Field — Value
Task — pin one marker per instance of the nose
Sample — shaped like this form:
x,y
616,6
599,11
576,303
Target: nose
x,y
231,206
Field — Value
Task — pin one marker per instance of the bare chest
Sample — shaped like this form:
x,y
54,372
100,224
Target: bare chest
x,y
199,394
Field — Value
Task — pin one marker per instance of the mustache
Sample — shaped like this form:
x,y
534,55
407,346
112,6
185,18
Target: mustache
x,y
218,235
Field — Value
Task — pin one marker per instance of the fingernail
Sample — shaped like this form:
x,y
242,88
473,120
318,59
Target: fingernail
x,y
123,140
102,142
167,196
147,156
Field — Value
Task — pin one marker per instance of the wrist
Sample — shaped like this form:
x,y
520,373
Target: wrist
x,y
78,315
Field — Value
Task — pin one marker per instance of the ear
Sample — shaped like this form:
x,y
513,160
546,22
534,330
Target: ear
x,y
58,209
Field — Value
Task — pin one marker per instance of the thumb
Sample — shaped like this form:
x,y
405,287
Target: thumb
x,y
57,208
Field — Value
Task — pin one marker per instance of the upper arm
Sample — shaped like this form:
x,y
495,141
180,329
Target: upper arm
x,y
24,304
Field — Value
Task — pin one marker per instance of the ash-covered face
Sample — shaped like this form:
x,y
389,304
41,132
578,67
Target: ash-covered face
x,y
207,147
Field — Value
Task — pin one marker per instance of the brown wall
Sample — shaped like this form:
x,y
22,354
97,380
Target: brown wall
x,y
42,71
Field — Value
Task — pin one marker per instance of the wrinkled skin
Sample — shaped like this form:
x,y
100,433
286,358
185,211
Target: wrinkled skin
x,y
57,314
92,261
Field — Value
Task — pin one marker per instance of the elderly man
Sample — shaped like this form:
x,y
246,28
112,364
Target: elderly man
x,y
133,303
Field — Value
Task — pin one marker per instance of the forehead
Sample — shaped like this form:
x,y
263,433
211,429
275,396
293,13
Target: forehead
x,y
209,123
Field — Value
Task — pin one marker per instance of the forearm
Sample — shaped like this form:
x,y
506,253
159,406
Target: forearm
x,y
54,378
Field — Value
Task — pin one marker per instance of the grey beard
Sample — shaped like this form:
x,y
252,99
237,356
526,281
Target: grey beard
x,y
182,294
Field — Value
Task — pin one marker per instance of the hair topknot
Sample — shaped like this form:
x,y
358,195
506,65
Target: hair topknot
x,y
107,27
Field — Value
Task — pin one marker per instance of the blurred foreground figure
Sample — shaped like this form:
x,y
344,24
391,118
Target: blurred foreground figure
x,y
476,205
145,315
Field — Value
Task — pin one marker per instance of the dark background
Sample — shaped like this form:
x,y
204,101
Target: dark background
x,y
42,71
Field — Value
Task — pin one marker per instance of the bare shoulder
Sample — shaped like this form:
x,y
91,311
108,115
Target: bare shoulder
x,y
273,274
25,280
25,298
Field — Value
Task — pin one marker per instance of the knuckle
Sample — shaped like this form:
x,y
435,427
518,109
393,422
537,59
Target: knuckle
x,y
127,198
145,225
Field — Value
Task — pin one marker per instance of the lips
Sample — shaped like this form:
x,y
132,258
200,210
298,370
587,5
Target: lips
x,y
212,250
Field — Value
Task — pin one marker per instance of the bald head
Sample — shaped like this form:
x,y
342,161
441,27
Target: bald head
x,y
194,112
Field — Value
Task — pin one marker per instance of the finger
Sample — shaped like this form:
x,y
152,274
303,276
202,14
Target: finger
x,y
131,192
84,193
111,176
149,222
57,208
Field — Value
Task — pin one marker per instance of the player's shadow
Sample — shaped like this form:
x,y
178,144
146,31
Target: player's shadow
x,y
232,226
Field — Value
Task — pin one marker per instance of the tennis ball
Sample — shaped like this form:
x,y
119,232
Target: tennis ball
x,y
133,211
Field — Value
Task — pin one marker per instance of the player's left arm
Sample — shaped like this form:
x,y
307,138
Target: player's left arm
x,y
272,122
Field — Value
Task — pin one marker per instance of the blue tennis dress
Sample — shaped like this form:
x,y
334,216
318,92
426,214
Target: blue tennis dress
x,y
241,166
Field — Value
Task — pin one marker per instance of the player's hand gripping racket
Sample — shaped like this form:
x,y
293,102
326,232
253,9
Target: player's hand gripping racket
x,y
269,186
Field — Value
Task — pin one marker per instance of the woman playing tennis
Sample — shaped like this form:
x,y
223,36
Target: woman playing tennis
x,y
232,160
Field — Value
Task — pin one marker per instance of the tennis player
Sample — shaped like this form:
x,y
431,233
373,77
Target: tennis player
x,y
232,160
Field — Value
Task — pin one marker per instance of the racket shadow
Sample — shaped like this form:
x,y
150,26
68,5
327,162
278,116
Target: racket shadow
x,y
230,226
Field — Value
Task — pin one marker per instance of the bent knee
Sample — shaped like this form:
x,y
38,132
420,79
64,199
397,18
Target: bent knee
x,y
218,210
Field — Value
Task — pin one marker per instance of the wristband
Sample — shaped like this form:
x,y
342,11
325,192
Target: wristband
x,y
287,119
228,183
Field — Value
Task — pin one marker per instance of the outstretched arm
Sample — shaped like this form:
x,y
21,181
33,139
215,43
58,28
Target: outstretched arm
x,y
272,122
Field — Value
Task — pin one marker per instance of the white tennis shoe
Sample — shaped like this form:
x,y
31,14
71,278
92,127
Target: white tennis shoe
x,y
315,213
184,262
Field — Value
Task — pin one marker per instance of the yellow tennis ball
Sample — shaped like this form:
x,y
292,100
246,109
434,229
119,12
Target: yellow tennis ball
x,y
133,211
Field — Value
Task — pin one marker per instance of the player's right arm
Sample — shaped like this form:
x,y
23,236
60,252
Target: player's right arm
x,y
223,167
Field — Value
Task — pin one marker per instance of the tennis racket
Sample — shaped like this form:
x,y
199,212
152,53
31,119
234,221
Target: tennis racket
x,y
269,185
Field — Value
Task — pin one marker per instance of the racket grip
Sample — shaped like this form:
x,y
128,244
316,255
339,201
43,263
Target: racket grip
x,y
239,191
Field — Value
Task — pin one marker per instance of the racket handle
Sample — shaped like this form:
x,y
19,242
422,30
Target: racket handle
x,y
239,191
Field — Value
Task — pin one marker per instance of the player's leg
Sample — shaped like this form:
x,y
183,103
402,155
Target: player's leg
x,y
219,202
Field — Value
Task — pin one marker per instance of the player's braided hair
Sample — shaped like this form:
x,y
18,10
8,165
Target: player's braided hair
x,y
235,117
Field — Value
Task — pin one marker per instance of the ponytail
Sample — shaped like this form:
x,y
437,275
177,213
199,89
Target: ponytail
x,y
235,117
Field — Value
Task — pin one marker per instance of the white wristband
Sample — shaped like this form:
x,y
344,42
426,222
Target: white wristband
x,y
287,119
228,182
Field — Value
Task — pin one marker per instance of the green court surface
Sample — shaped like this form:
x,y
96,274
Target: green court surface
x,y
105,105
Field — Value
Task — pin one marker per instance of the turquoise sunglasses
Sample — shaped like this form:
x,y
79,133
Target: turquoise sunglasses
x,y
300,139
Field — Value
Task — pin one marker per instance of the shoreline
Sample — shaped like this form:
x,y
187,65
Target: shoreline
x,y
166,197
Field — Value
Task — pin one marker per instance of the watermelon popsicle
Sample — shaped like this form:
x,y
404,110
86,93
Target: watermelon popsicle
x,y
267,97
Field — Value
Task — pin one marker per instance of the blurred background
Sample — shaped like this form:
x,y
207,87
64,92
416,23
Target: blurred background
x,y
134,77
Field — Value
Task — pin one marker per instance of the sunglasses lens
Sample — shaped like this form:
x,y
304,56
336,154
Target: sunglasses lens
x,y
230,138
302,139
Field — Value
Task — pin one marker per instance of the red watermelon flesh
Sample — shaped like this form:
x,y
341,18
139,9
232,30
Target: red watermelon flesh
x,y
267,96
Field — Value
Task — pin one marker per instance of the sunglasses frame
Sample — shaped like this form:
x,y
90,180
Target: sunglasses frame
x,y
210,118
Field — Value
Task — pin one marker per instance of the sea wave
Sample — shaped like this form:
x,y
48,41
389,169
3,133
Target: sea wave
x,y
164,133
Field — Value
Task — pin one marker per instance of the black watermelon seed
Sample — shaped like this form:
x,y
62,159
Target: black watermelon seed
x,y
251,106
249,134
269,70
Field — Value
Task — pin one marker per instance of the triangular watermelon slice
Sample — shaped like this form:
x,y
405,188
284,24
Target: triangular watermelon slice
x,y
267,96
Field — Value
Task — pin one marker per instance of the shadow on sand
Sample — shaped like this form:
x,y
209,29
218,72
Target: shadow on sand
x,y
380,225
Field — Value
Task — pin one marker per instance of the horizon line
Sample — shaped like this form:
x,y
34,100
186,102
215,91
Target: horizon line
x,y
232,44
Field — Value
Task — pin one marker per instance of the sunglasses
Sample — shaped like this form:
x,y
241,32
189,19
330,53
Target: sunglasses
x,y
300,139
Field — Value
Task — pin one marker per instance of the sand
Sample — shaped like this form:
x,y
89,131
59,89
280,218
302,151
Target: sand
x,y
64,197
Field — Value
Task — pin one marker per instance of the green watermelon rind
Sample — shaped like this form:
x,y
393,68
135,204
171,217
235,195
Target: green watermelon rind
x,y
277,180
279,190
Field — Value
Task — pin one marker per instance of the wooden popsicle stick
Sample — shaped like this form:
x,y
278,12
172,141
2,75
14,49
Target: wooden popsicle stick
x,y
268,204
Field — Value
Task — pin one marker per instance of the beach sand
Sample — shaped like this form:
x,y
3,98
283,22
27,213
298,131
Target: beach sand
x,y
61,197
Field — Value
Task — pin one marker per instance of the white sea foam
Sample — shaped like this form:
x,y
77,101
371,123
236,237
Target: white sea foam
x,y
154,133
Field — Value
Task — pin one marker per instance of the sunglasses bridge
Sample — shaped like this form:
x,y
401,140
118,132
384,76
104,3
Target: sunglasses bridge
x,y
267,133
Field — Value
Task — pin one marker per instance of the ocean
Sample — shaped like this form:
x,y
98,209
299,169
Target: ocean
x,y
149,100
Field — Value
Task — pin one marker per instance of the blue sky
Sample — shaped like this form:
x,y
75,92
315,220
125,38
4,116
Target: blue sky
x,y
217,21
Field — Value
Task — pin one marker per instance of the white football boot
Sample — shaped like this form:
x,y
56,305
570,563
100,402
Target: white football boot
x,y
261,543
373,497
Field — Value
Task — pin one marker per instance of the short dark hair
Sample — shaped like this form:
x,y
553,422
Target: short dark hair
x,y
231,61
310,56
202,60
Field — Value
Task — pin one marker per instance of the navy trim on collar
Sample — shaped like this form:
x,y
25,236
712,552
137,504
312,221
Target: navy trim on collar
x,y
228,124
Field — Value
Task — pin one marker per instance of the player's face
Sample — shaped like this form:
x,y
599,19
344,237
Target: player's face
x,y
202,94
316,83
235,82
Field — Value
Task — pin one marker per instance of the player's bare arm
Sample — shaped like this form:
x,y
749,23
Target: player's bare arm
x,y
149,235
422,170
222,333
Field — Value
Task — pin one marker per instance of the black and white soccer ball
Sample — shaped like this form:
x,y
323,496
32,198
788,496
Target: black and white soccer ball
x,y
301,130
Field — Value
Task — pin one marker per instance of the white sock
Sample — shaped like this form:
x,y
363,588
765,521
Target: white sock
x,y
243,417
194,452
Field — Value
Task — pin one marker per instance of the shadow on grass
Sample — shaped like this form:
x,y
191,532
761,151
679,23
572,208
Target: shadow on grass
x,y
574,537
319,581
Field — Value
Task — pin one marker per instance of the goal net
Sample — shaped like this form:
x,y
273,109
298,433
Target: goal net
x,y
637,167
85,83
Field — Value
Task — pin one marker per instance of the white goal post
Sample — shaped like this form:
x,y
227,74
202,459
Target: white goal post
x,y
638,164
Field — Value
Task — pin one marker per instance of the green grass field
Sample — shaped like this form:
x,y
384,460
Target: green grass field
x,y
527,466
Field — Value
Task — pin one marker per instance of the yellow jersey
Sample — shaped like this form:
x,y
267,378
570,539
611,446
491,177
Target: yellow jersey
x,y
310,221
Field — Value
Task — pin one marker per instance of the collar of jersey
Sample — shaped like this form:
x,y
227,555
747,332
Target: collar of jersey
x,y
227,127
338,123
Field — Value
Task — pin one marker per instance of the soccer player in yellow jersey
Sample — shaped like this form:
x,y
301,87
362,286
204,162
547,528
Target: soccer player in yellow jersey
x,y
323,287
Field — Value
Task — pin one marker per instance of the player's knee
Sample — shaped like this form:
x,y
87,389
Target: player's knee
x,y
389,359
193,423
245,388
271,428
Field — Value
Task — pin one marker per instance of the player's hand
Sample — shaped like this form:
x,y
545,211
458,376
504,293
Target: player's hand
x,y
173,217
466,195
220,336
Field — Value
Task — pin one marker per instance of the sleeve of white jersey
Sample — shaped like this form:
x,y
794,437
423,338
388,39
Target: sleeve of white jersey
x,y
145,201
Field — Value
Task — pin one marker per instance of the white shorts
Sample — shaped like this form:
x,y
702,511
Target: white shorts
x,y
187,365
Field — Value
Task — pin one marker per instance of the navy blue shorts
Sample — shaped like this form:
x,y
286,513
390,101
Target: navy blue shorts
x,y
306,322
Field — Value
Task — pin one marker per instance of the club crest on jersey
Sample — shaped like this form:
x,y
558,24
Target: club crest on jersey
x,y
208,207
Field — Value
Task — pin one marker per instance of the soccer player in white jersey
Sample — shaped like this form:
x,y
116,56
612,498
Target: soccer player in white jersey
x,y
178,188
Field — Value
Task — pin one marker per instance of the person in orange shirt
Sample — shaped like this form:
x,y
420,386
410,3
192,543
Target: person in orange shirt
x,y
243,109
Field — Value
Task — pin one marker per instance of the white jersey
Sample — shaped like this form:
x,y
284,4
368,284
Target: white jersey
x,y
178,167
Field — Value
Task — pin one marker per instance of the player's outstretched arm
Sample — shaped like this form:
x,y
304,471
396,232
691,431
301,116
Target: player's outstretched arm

__WORK TO BE COMPLETED__. Please collect every line above that contains the word "lips" and copy each one in full.

__REPLY__.
Task — pin one marker per instance of the lips
Target: lips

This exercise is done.